● **The request**: Extract and copy every line of the data below that contains the string "surfboard". Case counts.

● **Stored records**:

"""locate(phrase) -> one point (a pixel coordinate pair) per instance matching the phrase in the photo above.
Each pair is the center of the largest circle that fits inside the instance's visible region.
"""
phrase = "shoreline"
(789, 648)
---
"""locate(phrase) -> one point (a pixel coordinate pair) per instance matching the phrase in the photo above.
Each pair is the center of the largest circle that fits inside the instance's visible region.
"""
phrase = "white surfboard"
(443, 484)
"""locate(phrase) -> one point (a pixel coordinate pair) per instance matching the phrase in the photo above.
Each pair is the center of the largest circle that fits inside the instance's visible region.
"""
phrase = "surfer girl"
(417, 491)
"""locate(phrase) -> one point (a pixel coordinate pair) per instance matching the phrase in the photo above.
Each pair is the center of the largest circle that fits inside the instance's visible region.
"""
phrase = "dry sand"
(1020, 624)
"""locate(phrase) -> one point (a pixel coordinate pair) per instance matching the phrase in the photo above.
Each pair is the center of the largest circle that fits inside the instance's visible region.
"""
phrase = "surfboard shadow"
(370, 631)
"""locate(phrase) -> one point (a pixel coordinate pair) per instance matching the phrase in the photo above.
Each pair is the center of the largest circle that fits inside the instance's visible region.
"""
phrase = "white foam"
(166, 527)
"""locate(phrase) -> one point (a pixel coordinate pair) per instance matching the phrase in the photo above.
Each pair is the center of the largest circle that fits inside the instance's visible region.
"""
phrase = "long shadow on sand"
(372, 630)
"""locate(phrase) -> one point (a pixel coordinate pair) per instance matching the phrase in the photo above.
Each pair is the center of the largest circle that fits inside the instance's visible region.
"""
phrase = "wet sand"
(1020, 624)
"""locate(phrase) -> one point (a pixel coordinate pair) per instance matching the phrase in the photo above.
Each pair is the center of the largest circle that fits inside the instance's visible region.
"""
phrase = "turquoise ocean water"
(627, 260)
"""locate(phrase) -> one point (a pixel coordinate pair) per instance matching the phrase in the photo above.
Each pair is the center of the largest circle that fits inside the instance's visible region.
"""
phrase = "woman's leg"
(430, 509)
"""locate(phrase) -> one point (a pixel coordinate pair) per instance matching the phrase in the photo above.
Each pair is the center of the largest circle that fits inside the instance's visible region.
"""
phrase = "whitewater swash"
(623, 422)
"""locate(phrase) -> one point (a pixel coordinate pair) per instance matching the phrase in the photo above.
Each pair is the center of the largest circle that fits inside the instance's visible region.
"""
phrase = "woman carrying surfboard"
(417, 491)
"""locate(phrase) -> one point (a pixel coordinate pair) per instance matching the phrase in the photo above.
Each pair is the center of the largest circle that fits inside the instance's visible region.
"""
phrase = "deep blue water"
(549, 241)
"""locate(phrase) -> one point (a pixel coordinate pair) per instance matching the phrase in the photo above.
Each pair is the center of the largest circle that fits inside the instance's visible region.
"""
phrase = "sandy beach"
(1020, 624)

● **Reply to the exercise**:
phrase = "white surfboard"
phrase = "surfboard shadow"
phrase = "woman carrying surfboard"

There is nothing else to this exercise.